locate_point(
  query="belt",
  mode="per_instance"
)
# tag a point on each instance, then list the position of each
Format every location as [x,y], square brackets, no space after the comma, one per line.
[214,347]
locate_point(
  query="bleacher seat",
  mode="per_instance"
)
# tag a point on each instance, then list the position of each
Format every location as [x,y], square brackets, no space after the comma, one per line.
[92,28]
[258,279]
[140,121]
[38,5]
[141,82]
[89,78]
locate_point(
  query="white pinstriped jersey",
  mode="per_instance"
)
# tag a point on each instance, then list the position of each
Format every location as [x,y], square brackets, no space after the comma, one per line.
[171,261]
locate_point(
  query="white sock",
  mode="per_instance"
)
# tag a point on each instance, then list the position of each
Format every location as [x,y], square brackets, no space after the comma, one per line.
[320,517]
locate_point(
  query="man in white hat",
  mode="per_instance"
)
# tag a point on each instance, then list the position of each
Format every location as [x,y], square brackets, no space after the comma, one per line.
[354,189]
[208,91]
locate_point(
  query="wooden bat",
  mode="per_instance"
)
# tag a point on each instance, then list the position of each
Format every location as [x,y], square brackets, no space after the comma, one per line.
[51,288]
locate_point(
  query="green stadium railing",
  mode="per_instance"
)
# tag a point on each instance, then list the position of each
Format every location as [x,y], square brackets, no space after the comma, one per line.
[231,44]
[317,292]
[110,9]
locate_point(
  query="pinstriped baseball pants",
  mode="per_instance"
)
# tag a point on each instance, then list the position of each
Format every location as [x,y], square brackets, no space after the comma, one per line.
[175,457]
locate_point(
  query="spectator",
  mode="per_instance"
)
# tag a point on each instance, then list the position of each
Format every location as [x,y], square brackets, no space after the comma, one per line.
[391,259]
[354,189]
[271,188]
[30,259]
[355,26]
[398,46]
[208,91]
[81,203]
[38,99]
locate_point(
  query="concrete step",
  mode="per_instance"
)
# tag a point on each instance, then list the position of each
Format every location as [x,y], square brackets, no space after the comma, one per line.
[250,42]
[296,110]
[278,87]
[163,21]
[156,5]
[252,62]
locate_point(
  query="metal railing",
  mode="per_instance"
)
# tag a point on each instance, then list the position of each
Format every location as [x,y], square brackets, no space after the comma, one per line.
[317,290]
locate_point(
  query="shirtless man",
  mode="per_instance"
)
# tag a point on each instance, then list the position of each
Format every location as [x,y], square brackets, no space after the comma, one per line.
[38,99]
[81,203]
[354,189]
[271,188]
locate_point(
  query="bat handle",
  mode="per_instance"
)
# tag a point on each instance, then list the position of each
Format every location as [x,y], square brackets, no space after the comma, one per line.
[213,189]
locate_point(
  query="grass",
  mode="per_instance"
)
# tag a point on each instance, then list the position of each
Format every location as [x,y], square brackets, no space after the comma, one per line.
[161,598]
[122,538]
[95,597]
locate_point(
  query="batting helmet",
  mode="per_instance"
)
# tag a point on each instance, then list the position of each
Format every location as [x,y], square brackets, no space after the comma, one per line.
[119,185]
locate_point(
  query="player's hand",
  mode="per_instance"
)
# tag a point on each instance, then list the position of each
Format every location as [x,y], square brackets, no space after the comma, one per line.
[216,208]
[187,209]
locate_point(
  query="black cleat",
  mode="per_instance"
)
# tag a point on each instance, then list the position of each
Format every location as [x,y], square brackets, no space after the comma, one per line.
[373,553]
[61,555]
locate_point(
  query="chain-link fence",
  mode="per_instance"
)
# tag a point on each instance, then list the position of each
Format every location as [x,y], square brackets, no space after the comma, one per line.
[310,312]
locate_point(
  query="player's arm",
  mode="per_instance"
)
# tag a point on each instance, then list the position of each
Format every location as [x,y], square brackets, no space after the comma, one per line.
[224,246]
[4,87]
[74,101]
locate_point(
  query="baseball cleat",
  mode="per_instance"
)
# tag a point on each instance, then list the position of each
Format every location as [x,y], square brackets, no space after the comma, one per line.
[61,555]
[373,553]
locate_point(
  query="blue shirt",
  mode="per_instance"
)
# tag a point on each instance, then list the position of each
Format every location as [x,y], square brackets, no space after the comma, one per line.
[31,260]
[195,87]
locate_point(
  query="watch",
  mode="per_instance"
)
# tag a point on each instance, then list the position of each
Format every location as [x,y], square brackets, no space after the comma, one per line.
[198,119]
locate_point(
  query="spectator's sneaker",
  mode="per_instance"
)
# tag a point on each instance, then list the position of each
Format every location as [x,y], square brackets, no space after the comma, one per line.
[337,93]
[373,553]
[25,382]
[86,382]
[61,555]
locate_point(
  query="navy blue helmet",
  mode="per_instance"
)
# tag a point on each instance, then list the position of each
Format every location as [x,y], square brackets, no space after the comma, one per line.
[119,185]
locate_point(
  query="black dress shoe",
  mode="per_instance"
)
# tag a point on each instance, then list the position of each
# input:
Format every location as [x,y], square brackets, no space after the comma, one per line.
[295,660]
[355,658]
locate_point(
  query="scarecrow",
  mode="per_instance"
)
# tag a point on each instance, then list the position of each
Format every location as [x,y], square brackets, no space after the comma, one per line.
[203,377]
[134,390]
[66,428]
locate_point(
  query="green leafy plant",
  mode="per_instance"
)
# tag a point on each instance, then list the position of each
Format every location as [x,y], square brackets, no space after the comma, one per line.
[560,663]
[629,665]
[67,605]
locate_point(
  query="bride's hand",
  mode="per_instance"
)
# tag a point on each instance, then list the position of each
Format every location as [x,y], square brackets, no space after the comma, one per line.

***

▶ _WHAT THIS TASK INVOLVES_: Among the records, find each line where the word "helmet" occurs, and copy it.

▶ _FINISHED TASK_:
  query="batting helmet",
  query="navy blue helmet",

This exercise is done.